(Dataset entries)
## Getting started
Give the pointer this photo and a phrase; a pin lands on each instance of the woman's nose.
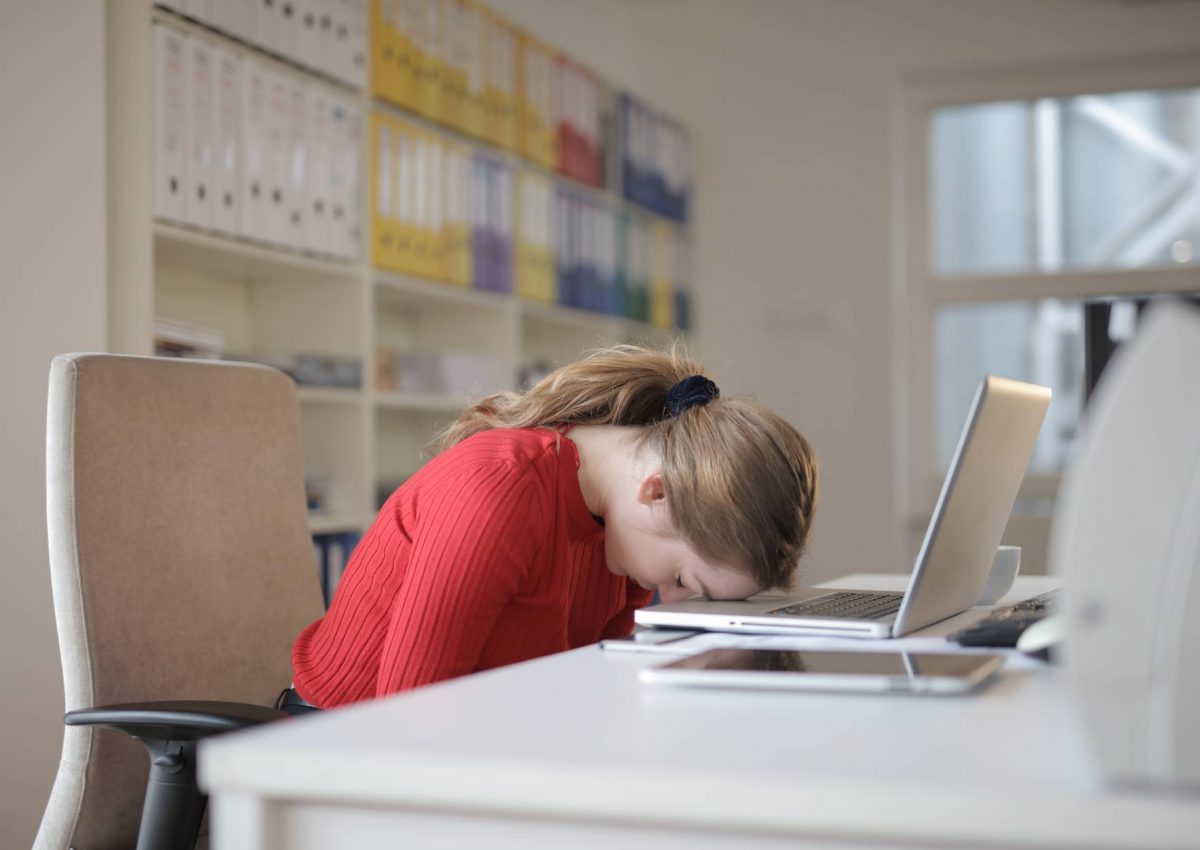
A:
(672, 593)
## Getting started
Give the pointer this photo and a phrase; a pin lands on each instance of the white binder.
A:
(274, 27)
(234, 17)
(307, 33)
(325, 46)
(253, 190)
(357, 49)
(275, 155)
(297, 183)
(171, 131)
(201, 121)
(227, 144)
(197, 10)
(318, 229)
(345, 178)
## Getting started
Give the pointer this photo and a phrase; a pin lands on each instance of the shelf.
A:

◆ Work task
Set every entry down again exactly as written, and omit the images.

◆ Reply to the task
## Getting started
Give the pointer this photo and a phrase; a pin lands on each instance of the woman's nose.
A:
(672, 593)
## Getting started
Give the pointer this photo and a phrase; a pin lands on each instance of the white binder.
A:
(274, 27)
(234, 17)
(307, 33)
(325, 46)
(253, 190)
(357, 49)
(275, 155)
(297, 183)
(171, 131)
(201, 121)
(227, 144)
(197, 10)
(318, 229)
(345, 178)
## Getting started
Give the pointer this photo and a phrase; a pin lands on each instance of the shelf.
A:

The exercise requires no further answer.